═════ Records for this task ═════

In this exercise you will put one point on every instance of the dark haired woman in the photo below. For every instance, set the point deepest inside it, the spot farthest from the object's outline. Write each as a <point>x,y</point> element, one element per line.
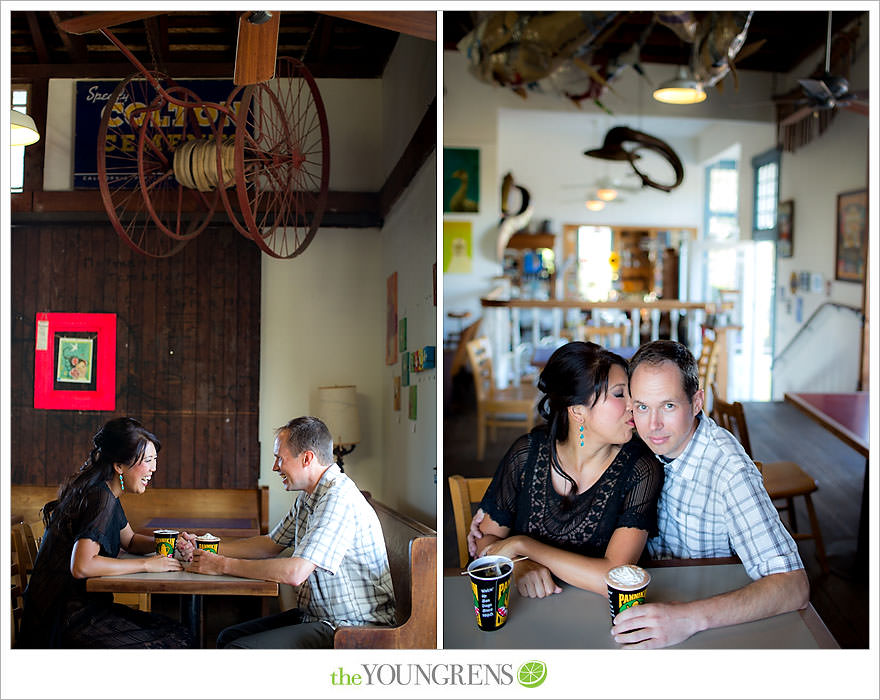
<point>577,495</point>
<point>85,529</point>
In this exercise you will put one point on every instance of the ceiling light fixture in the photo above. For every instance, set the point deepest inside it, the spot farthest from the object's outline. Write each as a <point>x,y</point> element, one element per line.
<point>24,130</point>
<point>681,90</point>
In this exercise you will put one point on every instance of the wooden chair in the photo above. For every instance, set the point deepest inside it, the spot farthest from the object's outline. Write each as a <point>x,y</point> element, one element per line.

═════

== What is being asked ==
After locating the line that contains "of the ceiling", print that line and every one after it through the last line of the listing, exactly.

== Result for this exercise ==
In this exercise you will put one point on every instance of the ceiling light fixture in the photo above. For every instance, set the point deepest inside it, the spot farthest from the object's outline. Write each as a <point>x,y</point> element, one element per line.
<point>24,130</point>
<point>681,90</point>
In this exercise you will put one point on every instance of the wooden chair in the photo above. For every instance, set the point deepest inside it, the spot farthest from the object's outline. Write each as a <point>x,y</point> element, one element per line.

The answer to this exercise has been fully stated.